-- Task brief --
Every entry needs to be reproduced exactly.

-- Records supplied --
:::::

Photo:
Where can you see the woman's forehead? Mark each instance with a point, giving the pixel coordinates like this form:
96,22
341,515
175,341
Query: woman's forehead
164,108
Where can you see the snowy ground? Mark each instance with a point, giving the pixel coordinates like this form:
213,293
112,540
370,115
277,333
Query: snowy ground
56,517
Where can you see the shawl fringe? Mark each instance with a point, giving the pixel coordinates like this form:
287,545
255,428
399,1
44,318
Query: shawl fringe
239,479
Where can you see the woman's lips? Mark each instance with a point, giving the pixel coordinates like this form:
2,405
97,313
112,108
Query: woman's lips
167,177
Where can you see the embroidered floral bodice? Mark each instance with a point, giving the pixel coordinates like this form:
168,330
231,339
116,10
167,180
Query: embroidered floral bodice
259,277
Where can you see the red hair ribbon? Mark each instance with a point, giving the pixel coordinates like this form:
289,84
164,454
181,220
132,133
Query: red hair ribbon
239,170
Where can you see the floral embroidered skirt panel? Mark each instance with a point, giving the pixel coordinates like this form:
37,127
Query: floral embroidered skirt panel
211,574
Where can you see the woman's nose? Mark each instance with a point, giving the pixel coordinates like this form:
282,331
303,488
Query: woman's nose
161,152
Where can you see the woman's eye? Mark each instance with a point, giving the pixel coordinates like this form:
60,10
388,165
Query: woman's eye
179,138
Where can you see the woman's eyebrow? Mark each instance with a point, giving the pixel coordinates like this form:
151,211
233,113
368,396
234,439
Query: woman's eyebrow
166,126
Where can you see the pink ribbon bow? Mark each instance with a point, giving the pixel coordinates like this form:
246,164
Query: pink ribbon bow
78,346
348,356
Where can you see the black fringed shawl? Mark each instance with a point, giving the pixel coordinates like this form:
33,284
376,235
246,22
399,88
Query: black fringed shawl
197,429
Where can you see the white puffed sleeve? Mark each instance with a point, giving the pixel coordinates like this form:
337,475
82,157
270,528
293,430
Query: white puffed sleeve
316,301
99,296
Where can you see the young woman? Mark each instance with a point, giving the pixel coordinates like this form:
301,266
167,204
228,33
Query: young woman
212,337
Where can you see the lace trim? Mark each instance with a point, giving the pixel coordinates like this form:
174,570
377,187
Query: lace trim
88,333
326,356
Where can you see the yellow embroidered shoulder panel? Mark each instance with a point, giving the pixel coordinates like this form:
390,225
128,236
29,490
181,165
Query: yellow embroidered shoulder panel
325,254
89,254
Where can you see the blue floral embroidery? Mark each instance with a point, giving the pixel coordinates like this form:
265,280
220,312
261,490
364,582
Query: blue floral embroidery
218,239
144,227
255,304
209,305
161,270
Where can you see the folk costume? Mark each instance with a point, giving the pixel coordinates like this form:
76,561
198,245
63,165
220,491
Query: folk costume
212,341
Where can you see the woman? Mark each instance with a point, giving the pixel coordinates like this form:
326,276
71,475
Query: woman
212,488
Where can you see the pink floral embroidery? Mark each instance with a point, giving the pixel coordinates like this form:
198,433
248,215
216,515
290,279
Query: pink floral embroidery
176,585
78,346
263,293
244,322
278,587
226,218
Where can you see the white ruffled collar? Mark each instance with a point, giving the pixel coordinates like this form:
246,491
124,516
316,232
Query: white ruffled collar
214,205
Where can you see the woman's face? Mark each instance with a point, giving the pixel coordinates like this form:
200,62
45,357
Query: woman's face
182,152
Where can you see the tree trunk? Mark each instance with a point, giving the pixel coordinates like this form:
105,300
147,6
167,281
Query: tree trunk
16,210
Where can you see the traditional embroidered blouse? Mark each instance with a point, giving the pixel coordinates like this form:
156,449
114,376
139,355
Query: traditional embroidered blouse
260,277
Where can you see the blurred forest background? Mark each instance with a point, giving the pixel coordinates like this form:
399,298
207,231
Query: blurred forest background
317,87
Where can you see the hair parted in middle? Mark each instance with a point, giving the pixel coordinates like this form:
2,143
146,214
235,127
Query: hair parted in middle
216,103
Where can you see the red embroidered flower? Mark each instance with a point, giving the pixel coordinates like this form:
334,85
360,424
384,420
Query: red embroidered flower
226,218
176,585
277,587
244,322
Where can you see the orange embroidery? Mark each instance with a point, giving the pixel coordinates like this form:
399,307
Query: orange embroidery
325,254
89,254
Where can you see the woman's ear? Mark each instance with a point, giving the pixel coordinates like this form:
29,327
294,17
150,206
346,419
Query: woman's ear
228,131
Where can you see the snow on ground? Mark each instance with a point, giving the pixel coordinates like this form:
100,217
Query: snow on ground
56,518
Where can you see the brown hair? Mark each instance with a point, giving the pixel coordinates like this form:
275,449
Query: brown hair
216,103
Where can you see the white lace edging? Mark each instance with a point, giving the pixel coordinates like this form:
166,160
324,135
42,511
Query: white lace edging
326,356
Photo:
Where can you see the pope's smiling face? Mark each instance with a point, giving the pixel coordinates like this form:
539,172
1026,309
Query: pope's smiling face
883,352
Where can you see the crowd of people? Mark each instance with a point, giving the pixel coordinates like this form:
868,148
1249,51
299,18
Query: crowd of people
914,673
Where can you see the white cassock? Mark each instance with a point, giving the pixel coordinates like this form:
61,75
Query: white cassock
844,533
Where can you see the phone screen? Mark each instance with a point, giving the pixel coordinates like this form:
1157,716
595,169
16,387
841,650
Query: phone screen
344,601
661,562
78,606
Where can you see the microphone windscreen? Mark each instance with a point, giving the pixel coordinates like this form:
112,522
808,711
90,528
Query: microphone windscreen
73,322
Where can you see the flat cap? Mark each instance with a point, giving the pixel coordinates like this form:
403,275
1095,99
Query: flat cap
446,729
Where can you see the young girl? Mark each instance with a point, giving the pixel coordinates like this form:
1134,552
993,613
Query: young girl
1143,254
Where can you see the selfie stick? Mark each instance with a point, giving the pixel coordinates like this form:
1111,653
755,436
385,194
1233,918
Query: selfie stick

:::::

-- Output below --
Photo:
Where can you see the woman's forehead? Mark each instance with a point, giving the pixel coordinates like this form:
96,22
341,515
175,341
Query: woman's forehead
164,108
Where can you see the snowy ground? Mark each instance with a point, giving the pixel coordinates like this form:
213,293
112,540
370,115
277,333
Query: snowy ground
56,517
Where can you see the shawl fringe? Mark each instance with a point, giving the pixel coordinates like this form:
287,545
255,428
399,1
44,318
Query: shawl fringe
239,479
Where can you see the woman's lips? Mark each instance with a point, giving the pixel coordinates like this form:
2,405
97,313
112,108
Query: woman's lips
167,177
Where can you see the embroidered floral bodice? Mark each instance with a point, giving the pixel coordinates like this form:
168,330
231,339
116,10
167,180
Query: embroidered floral bodice
259,277
Where can you see the red hair ribbon? Mark each instance with a point, giving the pixel coordinates like this form:
289,84
164,454
181,220
132,133
Query: red hair ribbon
239,170
Where can you see the floral embroidered skirt panel? Mark each instance with a point, giving the pixel coordinates like this form:
37,127
Query: floral embroidered skirt panel
211,574
Where can you see the woman's nose? Mark each instance with a point, giving the pixel coordinates like this form:
282,331
303,488
Query: woman's nose
161,152
Where can you see the woman's eye? Mark each instance with a point, giving the pixel coordinates like this form:
60,10
388,165
Query: woman's eye
179,138
Where can you see the woman's eyebrow? Mark each instance with a point, giving the pixel coordinates like this form:
151,211
233,113
368,396
234,439
Query: woman's eyebrow
166,126
Where can you see the pink ribbon bow? Mark each instance with a point, giving the pixel coordinates like this form:
246,164
Query: pink ribbon bow
78,346
348,356
Where can you see the black fringed shawl? Mark each instance with a point, giving the pixel coordinates like this form:
33,284
376,235
246,22
399,88
Query: black fringed shawl
197,429
Where can you see the white puffed sleeve? Mark each instance with a point, giving the pixel coordinates like this form:
337,475
82,157
270,528
293,430
Query: white puffed sleeve
316,301
99,296
Where can you see the young woman? Mark each instance with a point, giving the pixel coordinates like this form:
301,266
167,204
228,33
Query: young woman
212,337
Where can you see the lace trim? Mark each instance with a point, giving the pixel coordinates like this form:
174,570
377,187
Query: lace trim
88,333
326,356
Where can you see the yellow embroidered shoulder panel? Mark each instance with a point, giving the pixel coordinates like this form:
390,225
128,236
29,490
181,165
Query: yellow embroidered shoulder panel
325,254
89,254
Where can you see the blue floral embroidery? Mark each instance with a point, giving the pixel coordinates like this form:
265,280
220,312
261,490
364,582
Query: blue floral embroidery
218,239
144,227
255,304
209,305
161,270
Where can you see the folk costume? Mark each instance with a point, giving the pixel coordinates like this form:
76,561
198,245
63,165
220,491
Query: folk costume
212,341
Where can you see the woman? Mark each instance with a point, giving the pixel coordinates like this form:
326,276
71,475
Query: woman
212,488
Where can you see the pink floral embroidery? Mark each instance with a point, giving the pixel coordinates like this form:
198,433
248,215
216,515
290,279
Query: pink floral embroidery
176,585
78,346
263,293
244,322
278,587
226,218
Where can you see the white ruffled collar? Mark each instance with a point, giving the pixel coordinates like this form:
246,491
124,516
316,232
Query: white ruffled collar
214,205
Where can you see the woman's face? Mark each instance with a point, giving the pixel coordinates like this form:
200,62
45,357
Query: woman's face
182,152
Where can you see the tree trunk? Mark each instance with a point, giving the pixel coordinates like this form:
105,300
147,6
167,281
Query: tree trunk
16,210
Where can you see the traditional embroidered blouse? Mark each instance with a point, giving the pixel coordinates like this form:
156,449
114,376
139,355
Query: traditional embroidered blouse
260,277
Where can you see the blurred forest background? Mark each instance with a point, giving the pixel coordinates like this form:
399,298
207,231
Query: blurred forest background
317,87
Where can you see the hair parted in middle? Mark each instance with a point, giving the pixel coordinates like this form:
2,143
146,214
235,127
Query: hair parted in middle
216,103
Where can you see the red embroidered flower? Mark each instance with a point, giving the pixel coordinates like this form:
334,85
360,424
384,420
Query: red embroidered flower
226,218
176,585
277,587
244,322
Where can you see the orange embroidery? Mark each instance with a point, giving the pixel coordinates like this form:
399,307
Query: orange embroidery
325,254
89,254
Where can you see the woman's ear? Mark each instance with a point, giving the pixel coordinates like this form:
29,327
294,17
150,206
346,419
Query: woman's ear
228,131
Where can you see the snow on ground? Mark each instance with a point, giving the pixel coordinates like this form:
100,217
Query: snow on ground
56,518
Where can you see the brown hair? Mark each instance with a point, giving the pixel coordinates like this form:
275,449
Query: brown hair
216,103
Where can you see the white lace edging? Mark each instance with a point, giving the pixel coordinates like this form:
166,160
324,135
42,511
Query: white lace edging
326,356
Photo:
Where can you see the pope's smiling face? Mark each instance with a point, giving the pixel coordinates like this form:
539,172
1026,309
Query: pope's smiling face
883,352
Where can you see the crowd of people? Mark each instance with a point, giving the pixel coordinates like this form:
868,148
1249,51
299,18
Query: crowd of people
914,673
Where can you see the white cassock? Mark each instance with a point, giving the pixel coordinates like this form:
61,75
Query: white cassock
844,533
Where can you see the phone screen? Mark each instance with a point, giving the pixel coordinates like this form:
1157,716
595,169
16,387
841,650
Query: phone screen
344,601
661,562
78,606
Where can you see the microphone windscreen? Mark each instance with a point, giving the pixel coordinates like this form:
112,522
808,711
90,528
Query: microphone windscreen
73,322
Where can you see the flat cap? Mark each instance with a point, giving the pixel coordinates like this form:
403,275
1095,99
Query: flat cap
446,729
Where can you see the young girl? Mark each instance with a point, giving the pixel coordinates like this form:
1134,552
993,613
Query: young girl
1143,254
Where can you see the selfie stick? Mark each instance with a point, giving the pixel coordinates like this form:
1111,653
755,436
385,194
1233,918
Query: selfie stick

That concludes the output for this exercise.